(Entries taken from a collection)

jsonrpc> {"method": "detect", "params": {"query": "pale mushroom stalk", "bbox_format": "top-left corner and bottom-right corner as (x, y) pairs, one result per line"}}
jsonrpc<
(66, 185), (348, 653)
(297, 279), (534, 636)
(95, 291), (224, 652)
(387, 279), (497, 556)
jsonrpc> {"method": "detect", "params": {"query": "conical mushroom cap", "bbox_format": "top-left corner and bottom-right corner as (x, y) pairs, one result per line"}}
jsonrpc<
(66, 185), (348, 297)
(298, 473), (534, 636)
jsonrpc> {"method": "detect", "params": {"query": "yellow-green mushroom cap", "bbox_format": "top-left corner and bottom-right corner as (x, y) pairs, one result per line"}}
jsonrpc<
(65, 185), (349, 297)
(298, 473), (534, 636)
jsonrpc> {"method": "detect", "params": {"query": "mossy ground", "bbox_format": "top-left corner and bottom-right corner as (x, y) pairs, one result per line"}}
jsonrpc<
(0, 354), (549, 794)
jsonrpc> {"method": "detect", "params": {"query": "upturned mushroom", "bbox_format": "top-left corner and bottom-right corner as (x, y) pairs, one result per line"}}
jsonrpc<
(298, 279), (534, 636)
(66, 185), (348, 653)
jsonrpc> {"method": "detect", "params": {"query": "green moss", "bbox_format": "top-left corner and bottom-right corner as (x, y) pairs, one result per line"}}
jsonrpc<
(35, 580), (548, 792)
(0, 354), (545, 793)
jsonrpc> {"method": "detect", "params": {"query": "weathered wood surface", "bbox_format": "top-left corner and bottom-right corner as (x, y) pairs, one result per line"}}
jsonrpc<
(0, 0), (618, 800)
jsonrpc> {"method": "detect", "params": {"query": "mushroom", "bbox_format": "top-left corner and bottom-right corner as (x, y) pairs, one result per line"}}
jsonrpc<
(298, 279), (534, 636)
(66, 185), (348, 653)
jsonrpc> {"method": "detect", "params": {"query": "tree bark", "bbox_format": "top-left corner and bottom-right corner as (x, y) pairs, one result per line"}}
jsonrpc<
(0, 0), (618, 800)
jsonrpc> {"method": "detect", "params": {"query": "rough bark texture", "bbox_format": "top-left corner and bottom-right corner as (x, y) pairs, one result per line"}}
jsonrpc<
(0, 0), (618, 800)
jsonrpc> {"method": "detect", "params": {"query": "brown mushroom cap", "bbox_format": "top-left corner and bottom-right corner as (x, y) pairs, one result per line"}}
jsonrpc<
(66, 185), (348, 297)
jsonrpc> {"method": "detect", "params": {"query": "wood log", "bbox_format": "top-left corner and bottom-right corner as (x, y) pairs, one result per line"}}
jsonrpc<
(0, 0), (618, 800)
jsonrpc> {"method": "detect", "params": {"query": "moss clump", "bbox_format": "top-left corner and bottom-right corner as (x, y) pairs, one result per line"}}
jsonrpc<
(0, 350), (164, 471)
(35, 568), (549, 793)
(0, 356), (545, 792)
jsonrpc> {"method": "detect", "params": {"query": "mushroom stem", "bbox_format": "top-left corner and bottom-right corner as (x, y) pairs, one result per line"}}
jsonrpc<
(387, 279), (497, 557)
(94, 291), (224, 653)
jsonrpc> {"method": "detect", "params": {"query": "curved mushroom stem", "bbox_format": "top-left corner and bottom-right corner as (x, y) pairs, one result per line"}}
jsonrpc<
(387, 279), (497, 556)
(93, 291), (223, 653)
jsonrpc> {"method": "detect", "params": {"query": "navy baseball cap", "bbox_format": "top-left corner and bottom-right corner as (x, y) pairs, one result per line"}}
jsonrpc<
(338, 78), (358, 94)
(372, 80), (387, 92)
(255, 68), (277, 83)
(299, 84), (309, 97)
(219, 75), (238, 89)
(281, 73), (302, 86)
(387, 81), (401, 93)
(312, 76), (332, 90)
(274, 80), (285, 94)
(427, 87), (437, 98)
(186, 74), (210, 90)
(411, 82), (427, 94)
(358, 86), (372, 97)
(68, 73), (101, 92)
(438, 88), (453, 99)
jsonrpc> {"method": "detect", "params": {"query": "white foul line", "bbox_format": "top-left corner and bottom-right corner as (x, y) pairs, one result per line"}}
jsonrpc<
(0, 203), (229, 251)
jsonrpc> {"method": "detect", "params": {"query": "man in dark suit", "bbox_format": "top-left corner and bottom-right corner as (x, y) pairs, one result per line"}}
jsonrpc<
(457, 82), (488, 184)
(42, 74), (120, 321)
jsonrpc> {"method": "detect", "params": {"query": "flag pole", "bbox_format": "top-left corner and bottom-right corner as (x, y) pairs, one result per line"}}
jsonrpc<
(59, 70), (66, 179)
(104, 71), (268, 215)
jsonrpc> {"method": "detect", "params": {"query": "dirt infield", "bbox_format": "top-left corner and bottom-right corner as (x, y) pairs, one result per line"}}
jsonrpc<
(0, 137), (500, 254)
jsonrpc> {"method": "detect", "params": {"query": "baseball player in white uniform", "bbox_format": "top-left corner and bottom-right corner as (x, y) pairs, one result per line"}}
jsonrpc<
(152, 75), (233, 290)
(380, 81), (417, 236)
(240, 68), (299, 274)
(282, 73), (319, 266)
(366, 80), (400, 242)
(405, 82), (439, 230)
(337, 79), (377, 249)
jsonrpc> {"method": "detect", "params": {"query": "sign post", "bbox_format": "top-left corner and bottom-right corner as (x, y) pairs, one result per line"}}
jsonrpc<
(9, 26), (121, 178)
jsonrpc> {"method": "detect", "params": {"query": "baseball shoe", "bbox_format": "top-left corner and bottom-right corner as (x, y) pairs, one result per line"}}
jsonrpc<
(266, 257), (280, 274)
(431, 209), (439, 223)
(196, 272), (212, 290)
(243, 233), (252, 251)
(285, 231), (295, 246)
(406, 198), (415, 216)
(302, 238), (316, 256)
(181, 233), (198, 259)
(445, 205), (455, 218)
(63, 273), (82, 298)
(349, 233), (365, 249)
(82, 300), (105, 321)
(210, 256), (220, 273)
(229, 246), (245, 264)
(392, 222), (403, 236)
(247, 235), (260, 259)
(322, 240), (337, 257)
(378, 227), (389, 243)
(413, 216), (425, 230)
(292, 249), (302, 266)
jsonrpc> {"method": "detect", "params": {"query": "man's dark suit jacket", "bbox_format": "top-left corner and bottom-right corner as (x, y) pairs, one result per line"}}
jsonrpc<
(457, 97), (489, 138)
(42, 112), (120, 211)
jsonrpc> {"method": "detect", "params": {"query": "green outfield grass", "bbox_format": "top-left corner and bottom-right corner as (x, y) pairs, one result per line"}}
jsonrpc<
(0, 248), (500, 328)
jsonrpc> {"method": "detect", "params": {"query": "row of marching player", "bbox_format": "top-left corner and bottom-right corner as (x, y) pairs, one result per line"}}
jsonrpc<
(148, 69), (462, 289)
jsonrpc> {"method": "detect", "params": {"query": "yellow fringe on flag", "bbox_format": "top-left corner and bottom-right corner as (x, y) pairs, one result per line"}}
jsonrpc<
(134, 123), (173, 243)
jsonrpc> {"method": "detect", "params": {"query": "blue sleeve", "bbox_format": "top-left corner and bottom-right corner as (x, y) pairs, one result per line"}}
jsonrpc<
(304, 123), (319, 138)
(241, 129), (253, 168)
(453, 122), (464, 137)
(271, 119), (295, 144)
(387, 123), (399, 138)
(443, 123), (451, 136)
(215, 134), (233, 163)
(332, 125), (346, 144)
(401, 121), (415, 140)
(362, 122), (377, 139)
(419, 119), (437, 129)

**Aim of the task**
Report every line of the material above that contains the string "dark". Case counts.

**Exercise result**
jsonrpc> {"method": "detect", "params": {"query": "man in dark suit", "bbox_format": "top-left corner and bottom-right corner as (x, y) pairs, one result per line"}}
jsonrpc> {"method": "detect", "params": {"query": "man's dark suit jacket", "bbox_format": "top-left corner and bottom-right corner as (x, y) pairs, one result per line"}}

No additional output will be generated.